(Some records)

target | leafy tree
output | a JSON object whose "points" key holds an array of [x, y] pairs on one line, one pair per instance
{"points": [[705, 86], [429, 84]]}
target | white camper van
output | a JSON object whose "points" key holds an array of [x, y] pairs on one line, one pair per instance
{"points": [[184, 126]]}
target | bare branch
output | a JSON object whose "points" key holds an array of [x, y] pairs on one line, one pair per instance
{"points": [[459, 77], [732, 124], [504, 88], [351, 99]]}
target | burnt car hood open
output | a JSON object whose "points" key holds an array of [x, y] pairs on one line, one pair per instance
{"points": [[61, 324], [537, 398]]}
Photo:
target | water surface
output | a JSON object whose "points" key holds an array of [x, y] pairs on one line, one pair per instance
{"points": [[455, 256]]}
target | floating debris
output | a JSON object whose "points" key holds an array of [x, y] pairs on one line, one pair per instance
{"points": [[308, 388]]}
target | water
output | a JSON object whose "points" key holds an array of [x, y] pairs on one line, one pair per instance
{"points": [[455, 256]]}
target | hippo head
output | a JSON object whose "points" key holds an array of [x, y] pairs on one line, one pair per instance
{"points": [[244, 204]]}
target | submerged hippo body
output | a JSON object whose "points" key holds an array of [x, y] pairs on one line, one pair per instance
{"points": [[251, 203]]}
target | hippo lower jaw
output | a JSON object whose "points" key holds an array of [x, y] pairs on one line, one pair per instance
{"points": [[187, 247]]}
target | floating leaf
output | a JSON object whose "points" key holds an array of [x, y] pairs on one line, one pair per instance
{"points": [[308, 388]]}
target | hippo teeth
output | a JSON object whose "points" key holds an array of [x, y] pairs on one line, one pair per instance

▶ **REQUIRED WORK**: Copy each entry exactly, with nothing added or dropped.

▶ **RESULT**:
target | leafy tree
output | a JSON object whose "points" key holds an array of [x, y] pairs on one line, one pair per instance
{"points": [[705, 86], [429, 84]]}
target | white camper van
output | a JSON object whose "points" key holds an array of [x, y] pairs on one line, one pair per instance
{"points": [[184, 126]]}
target | bare branch
output | a JSON object whose "points" key holds an array of [x, y] pairs on one line, one pair per instance
{"points": [[459, 77], [732, 124], [504, 88], [351, 99]]}
target | burnt car hood open
output | a JSON object whose "points" key holds an array of [x, y] pairs on one line, one pair per instance
{"points": [[61, 324], [537, 398]]}
Photo:
target | water surface
output | a JSON object whose "points" key holds an array of [x, y] pairs on one line, one pair per instance
{"points": [[455, 256]]}
target | floating debris
output | a JSON object whose "points" key holds an array of [x, y] pairs on one line, one pair per instance
{"points": [[308, 388]]}
target | water
output | a JSON object whose "points" key holds an array of [x, y] pairs on one line, one pair per instance
{"points": [[455, 256]]}
target | hippo head
output | a JSON object whose "points" key holds an array of [x, y] pairs on one line, one pair per instance
{"points": [[244, 204]]}
target | submerged hippo body
output | a JSON object whose "points" key holds an array of [x, y] pairs on one line, one pair per instance
{"points": [[251, 203]]}
target | hippo lower jaw
output | a JSON object whose "points" key holds an array of [x, y] pairs on one line, one pair per instance
{"points": [[187, 247]]}
target | floating leaf
output | a JSON object whose "points" key holds an array of [x, y] pairs on one line, one pair per instance
{"points": [[308, 388]]}
target | hippo teeth
output | a JSON object whose "points" key holds an array of [x, y] pairs on one line, one pair per instance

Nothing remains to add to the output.